── Kutipan Teks

Mengenal Siapa Siti Fadilah Supari
JAKARTA - Siti Fadilah Supari, mantan Menteri Kesehatan RI Kabinet Indonesia Bersatu periode 2004-2009. Keterlibatannya dalam pemerintahan Susilo Bambang Yudhoyono (SBY) berlanjut pasca berakhir sebagai Menkes, dengan masuk sebagai anggota Dewan Pertimbangan Presiden. Sejak tahun 2010 sampai 2014. Sepak terjang wanita yang spesialis di bidang jantung ini mencuat saat ia berkonfrontasi dengan organisasi kesehatan internasional (WHO). Keresahan yang muncul dikarenakan tak ada keterbukaan dan kejelasan soal pandemi virus flu burung yang menyerang Asia Tenggara, terutama ia menyorot bagaimana prosedur pengiriman sampel virus dari Indonesia, tak bisa dipertanggung jawabkan pasca selesainya WHO meneliti di Hongkong, laboratorium perwakilan resminya.

────
── Materi Ditampilkan

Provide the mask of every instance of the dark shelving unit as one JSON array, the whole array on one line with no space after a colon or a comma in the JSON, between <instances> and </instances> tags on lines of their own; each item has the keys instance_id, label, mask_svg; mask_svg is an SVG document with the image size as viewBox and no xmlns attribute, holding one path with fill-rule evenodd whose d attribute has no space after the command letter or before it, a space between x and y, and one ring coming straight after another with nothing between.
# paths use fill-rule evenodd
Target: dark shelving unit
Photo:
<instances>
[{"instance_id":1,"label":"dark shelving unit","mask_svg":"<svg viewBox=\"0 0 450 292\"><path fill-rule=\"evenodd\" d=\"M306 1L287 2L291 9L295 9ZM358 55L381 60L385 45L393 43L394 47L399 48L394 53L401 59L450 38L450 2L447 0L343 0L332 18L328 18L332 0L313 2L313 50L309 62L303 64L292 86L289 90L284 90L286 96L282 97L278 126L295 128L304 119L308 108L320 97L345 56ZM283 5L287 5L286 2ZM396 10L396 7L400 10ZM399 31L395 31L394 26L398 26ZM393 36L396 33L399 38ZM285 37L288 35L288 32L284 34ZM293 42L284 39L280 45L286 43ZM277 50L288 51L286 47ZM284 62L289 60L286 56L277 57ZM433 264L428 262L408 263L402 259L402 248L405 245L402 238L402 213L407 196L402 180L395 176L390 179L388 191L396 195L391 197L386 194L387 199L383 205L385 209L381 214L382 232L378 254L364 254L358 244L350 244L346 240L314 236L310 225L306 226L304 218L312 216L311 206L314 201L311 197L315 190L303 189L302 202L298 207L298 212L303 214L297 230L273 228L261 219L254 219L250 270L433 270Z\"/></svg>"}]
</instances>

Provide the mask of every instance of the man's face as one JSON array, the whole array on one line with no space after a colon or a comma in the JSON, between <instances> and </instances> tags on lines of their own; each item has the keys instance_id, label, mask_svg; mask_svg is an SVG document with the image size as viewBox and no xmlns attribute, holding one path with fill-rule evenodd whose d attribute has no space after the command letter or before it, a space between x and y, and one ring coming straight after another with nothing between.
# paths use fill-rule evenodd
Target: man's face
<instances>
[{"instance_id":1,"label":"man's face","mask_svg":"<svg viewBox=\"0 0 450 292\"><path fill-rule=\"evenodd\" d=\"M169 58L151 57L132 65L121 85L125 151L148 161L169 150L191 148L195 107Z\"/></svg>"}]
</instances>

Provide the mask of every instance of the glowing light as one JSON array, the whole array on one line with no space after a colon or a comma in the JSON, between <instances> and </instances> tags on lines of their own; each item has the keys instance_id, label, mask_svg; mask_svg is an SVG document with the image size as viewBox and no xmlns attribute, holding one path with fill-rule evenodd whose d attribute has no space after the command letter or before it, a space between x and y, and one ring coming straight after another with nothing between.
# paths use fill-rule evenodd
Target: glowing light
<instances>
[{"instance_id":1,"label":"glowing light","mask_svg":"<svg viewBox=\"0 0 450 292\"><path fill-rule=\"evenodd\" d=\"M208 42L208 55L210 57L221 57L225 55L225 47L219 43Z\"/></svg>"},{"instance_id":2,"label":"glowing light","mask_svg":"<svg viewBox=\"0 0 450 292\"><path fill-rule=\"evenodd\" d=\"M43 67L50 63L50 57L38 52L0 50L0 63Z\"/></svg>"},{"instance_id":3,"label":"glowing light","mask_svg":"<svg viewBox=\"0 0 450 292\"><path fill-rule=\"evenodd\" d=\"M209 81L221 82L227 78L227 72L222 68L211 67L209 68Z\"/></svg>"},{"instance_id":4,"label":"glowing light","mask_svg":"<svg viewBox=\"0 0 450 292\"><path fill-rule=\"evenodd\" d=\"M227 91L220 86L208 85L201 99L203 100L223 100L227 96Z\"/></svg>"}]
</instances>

────

Tugas Pengerjaan
A - Ringkas paragraf dalam kutipan yang diawali "JAKARTA - Siti Fadilah Supari" menjadi daftar poin singkat yang tetap memuat fakta utamanya.
B - Menurut kutipan, di kota mana laboratorium perwakilan resmi WHO tempat penelitian sampel virus flu burung dilakukan?
C - Lanjutkan kutipan tentang Siti Fadilah Supari mulai setelah kalimat terakhirnya.
Catatan yang ditampilkan tidak diperlukan untuk mengerjakan tugas.

Hasil Tugas
A -
- Siti Fadilah Supari adalah mantan Menteri Kesehatan RI Kabinet Indonesia Bersatu periode 2004–2009.
- Setelah masa jabatannya sebagai Menkes berakhir, ia menjadi anggota Dewan Pertimbangan Presiden pada pemerintahan SBY dari tahun 2010 sampai 2014.
- Ia adalah spesialis jantung yang namanya mencuat karena berkonfrontasi dengan WHO.
- Keresahannya muncul karena tidak ada keterbukaan dan kejelasan soal pandemi flu burung di Asia Tenggara.
- Ia terutama menyoroti prosedur pengiriman sampel virus dari Indonesia. Menurutnya, prosedur itu tidak bisa dipertanggungjawabkan setelah WHO selesai meneliti di Hongkong, di laboratorium perwakilan resminya.

B - Di Hongkong.

C -
Siti Fadilah Supari adalah sosok yang cakap saat berdiplomasi tingkat tinggi. Terbukti, ia bisa dan andal dalam menggalang suara dukungan sponsor dari berbagai negara peserta WHO. Sewaktu bersidang di depan WHO dan WHA (World Health Assembly), sebuah lembaga di atas WHO yang berperan dalam menentukan berbagai kebijakan --program WHO ke depan, Siti Fadilah tampil lugas penuh keberanian, menyuarakan berbagai kritik dan saran demi lahirnya sebuah reformasi dalam aturan protokol, demi dunia yang lebih baik.
Di masa kepemimpinannya, Kementerian Kesehatan bisa mengumpulkan dana kas negara sebesar Rp 51 triliun lewat program Jaminan Kesehatan Masyarakat (Jamkesmas), tanpa dipungut biaya apapun kepada masyarakat.
Siti Fadilah Supari kini mendekam di Rumah Tahanan Pondok Bambu, Jakarta Timur. Pada tanggal 6 Juni 2017 ia telah divonis bersalah atas 2 dakwaaan semasa ia sebagai Menteri Kesehatan. Kesalahan penggunaan kewenangan dan menerima gratifikasi dari rekanan berupa cek travel perjalanan (cheque travel).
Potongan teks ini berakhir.